● HOW TO COMPLETE THIS TASK
Retype the data below in full, keeping every character as it is.

Referring expression data:
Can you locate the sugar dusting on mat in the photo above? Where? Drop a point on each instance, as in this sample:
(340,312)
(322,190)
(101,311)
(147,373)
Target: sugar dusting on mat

● OUTPUT OF THE EXERCISE
Can you locate the sugar dusting on mat in the photo above? Where? Drop a point on each instance, as in this sample:
(340,312)
(322,190)
(101,311)
(147,373)
Target: sugar dusting on mat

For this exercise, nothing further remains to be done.